- [任务目标]:
请根据下方关于张量分解的文本回答以下三个问题，每题单独成行作答。
(a) 文本中“对角张量”的特点是什么？
(b) 张量与自身的内积 T^n · T^n 等于什么？
(c) 文本给出的“CP分解”的英文全称是什么？

━━ 文档节选 ━━

张量分解 (Tensor Decomposition)

君有张良计, 俺有过墙梯

对于n维张量 T^n \in \mathbb{R}^{d_1 \times d_2 \times \cdots \times d_n}(形式化來看: 张量是維度上是向量的量),

有相关量:

范数(norm):

张量 T^n 的 p范数:

\|T^n\|_p= \sqrt[p]{\sum_{i_{1}=1}^{d_{1}} \sum_{i_{2}=1}^{d_{2}} \cdots \sum_{i_{n}=1}^{d_{n}} (\tau_{i_{1} i_{2} \cdots i_{n}}^{p}) }

内积(inner-product):

對於兩個张量 {T^n_1,T^n_2} \in \mathbb{R}^{d_1 \times d_2 \times \cdots \times d_n},其閒内積為:

T^n_{[1]} \cdot T^n_{[2]} = \sum_{i_{1}=1}^{d_{1}} \sum_{i_{2}=1}^{d_{2}} \cdots \sum_{i_{n}=1}^{d_{n}} (\tau_{[1]i_{1} i_{2} \cdots i_{n}} \cdot \tau_{[2]i_{1} i_{2} \cdots i_{n}})

T^n \cdot T^n =\|T^n\|_2^2

有相關特化:

一階张量 (Rank-One Tensors):

张量 T^n \in \mathbb{R}^{d_1 \times d_2 \times \cdots \times d_n} 是一階张量滿足:

T^n = a_{[1]} \times a_{[2]} \times \cdots \times a_{[n]}, 其中 a_{[i]} \in \mathbb{R}^{d_i}

即有: \tau_{i_{1} i_{2} \cdots i_{n}}=a_{[1]i_{1}} \cdot a_{[2]i_{2}} \cdots a_{[n]i_{n}}

對角张量 (Diaginal Tensors):

只有對角綫上值不爲0

張量乘法

\left(\boldsymbol{X} \times_{n} \mathbf{U}\right)_{i_{1} \cdots i_{n-1} j i_{n+1} \cdots i_{N}}=\sum_{i_{n}=1}^{I_{n}} x_{i_{1} i_{2} \cdots i_{N}} u_{j i_{n}}

張量元乘張量:

\mathbf{A} \otimes \mathbf{B}=\left[\begin{array}{cccc}{a_{11} \mathbf{B}} & {a_{12} \mathbf{B}} & {\cdots} & {a_{1 J} \mathbf{B}} \\ {a_{21} \mathbf{B}} & {a_{22} \mathbf{B}} & {\cdots} & {a_{2 J} \mathbf{B}} \\ {\vdots} & {\vdots} & {\ddots} & {\vdots} \\ {a_{I 1} \mathbf{B}} & {a_{I 2} \mathbf{B}} & {\cdots} & {a_{I J} \mathbf{B}}\end{array}\right]

列乘:

\mathbf{A} \odot \mathbf{B}=\left[\begin{array}{lllll}{\mathbf{a}_{1} \otimes \mathbf{b}_{1}} & {\mathbf{a}_{2} \otimes \mathbf{b}_{2}} & {\cdots} & {\mathbf{a}_{K} \otimes \mathbf{b}_{K}}\end{array}\right]

數乘(Hadamard):

\mathbf{A} * \mathbf{B}=\left[\begin{array}{cccc}{a_{11} b_{11}} & {a_{12} b_{12}} & {\cdots} & {a_{1 J} b_{1 J}} \\ {a_{21} b_{21}} & {a_{22} b_{22}} & {\cdots} & {a_{2 J} b_{2 J}} \\ {\vdots} & {\vdots} & {\ddots} & {\vdots} \\ {a_{I 1} b_{I 1}} & {a_{I 2} b_{I 2}} & {\cdots} & {a_{I J} b_{I J}}\end{array}\right]

张量分解

CP分解 (CANDECOMP/PARAFAC Decomposition, CP)

━━━
━━ 材料节选 ━━

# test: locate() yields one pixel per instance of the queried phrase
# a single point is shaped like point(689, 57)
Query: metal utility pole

━━━

- [本题答案]:
(a) 只有对角线上的值不为0。
(b) 等于该张量2范数的平方，即 ‖T^n‖₂²。
(c) CANDECOMP/PARAFAC Decomposition。